_MATERIAL TO PROCESS_:
━━━━━━━━━━━━━━━━━━━━━━━━━━━━━━

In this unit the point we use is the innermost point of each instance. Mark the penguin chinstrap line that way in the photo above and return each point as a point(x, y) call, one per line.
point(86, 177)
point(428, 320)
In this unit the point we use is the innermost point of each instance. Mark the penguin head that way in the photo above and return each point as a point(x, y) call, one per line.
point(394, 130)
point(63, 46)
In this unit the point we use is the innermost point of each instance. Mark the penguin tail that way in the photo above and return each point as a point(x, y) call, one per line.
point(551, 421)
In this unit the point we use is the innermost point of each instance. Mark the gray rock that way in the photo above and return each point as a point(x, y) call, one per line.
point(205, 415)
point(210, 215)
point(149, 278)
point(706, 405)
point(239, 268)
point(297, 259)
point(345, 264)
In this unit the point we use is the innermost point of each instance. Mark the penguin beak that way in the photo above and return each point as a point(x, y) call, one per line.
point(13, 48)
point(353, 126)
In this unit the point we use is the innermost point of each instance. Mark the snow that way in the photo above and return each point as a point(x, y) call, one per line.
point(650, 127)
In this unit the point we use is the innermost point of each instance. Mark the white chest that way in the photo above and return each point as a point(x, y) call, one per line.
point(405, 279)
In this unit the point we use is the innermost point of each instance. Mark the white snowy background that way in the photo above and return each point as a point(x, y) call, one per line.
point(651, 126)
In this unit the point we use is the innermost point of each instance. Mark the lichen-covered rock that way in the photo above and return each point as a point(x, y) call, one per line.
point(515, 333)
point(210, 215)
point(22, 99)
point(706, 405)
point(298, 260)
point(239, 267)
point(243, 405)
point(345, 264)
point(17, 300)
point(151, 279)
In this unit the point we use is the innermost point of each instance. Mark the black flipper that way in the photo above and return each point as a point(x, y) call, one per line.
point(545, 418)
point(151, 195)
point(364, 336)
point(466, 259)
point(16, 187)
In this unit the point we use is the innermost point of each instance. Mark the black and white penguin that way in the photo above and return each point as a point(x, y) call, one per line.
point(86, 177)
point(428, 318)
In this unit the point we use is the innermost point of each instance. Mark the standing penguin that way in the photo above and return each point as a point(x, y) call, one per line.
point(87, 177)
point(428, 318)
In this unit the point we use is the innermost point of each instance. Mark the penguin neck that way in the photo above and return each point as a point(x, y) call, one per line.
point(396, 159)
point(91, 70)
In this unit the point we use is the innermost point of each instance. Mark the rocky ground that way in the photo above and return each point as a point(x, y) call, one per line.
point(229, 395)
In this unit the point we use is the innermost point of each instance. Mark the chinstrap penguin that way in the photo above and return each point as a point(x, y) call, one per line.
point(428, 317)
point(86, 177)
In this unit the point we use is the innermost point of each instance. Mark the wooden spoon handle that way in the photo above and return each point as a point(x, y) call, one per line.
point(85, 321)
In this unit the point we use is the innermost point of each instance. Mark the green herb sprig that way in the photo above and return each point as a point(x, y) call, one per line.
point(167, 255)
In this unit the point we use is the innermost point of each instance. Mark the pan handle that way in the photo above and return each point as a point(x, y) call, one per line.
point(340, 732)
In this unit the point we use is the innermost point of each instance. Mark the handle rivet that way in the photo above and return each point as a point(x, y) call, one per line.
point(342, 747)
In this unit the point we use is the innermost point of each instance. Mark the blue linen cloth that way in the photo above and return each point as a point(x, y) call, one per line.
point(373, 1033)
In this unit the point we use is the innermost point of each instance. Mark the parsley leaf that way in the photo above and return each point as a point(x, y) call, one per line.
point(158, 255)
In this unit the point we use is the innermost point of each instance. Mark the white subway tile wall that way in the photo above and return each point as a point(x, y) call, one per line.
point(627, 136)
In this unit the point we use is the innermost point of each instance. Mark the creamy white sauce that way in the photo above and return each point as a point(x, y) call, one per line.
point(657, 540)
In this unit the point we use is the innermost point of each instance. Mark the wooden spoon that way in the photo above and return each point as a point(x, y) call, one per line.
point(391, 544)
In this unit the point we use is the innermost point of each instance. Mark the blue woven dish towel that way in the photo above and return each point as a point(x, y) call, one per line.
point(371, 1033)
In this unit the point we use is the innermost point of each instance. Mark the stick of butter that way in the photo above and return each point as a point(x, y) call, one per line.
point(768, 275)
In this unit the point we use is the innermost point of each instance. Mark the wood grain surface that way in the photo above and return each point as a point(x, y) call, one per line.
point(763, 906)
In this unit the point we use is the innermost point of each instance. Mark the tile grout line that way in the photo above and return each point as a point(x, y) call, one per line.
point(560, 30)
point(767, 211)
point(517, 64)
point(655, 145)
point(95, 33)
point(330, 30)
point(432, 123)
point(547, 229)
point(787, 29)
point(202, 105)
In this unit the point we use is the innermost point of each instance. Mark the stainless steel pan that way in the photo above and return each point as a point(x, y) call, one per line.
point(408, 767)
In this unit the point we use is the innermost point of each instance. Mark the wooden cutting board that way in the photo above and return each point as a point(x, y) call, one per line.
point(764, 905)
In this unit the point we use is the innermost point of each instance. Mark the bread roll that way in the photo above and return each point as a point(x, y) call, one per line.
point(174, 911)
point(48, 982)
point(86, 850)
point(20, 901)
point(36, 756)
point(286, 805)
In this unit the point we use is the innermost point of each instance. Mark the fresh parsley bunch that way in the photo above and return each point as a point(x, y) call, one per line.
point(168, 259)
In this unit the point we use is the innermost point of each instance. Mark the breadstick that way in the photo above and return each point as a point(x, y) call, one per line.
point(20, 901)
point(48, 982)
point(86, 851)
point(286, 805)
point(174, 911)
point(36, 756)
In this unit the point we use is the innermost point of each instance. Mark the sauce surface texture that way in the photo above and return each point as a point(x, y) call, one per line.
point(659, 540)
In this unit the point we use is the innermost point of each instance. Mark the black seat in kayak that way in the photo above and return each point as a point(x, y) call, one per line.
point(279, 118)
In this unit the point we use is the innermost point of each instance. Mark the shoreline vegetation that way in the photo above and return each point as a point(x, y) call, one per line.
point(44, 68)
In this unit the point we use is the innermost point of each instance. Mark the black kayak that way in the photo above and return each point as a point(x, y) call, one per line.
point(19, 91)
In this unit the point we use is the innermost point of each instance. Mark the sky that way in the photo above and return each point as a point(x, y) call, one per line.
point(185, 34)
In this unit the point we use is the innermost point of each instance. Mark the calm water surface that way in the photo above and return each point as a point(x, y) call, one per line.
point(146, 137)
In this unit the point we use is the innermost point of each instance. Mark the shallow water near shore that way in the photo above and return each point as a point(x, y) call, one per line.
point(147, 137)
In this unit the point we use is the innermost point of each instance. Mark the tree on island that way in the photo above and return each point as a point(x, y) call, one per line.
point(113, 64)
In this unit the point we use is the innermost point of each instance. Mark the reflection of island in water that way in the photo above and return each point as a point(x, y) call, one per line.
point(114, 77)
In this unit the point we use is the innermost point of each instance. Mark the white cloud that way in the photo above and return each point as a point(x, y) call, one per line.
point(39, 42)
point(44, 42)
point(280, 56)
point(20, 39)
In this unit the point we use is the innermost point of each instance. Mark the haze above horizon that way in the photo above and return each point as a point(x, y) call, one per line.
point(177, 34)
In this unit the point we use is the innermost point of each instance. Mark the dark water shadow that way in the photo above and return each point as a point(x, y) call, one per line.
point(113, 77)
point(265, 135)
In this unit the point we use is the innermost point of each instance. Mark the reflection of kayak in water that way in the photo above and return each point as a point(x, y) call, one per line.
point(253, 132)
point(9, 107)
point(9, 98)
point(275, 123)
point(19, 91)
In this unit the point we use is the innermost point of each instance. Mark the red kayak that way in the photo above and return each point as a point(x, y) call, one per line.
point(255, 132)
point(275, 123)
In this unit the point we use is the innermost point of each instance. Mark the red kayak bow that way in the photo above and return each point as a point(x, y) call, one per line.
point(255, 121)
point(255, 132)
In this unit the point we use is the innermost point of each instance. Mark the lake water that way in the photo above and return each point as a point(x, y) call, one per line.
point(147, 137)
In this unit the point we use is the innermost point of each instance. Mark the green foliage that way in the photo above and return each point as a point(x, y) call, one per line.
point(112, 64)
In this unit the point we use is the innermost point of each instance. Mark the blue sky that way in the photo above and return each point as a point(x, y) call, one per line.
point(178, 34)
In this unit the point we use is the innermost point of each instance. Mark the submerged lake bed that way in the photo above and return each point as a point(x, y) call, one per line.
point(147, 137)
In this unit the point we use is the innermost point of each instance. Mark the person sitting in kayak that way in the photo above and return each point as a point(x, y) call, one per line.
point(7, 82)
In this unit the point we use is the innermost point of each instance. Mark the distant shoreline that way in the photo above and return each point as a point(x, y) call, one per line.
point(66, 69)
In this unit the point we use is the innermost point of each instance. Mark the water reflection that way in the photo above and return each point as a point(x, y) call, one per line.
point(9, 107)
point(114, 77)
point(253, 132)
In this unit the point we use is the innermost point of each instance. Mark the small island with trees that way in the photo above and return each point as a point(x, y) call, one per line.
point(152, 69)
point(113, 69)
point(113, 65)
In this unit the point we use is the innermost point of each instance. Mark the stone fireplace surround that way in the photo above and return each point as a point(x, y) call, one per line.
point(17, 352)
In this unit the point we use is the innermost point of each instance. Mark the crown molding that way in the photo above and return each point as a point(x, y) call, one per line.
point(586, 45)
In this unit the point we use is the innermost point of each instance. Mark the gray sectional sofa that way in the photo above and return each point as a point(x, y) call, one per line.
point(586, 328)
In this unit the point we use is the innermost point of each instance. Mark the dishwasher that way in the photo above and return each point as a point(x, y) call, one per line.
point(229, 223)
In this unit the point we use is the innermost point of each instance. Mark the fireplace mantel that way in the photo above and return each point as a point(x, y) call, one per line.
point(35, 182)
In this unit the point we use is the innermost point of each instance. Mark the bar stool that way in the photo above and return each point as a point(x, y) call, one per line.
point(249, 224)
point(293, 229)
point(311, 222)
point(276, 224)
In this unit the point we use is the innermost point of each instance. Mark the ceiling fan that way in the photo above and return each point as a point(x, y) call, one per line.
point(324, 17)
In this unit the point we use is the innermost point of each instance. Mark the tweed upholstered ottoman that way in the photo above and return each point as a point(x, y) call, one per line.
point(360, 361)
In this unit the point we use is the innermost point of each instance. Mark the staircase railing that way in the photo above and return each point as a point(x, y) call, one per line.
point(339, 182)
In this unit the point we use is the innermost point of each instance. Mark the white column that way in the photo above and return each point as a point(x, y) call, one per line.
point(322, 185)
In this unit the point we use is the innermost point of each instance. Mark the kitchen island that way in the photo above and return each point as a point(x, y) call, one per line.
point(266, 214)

━━━━━━━━━━━━━━━━━━━━━━━━━━━━━━

_DIRECTIONS FOR THIS TASK_:
Can you rewrite the lines from the line with "Mark the staircase" to the line with "point(322, 185)", swapping "railing" for "banister" and keeping everything else the same?

_RESULT OF THE TASK_:
In this unit the point we use is the innermost point of each instance. Mark the staircase banister that way in the photo above and return each point as a point(x, y) call, one per line.
point(339, 182)
In this unit the point we use is the innermost point of each instance. Mark the white column that way in the photo above and return each point as a point(x, y) call, one per line.
point(322, 185)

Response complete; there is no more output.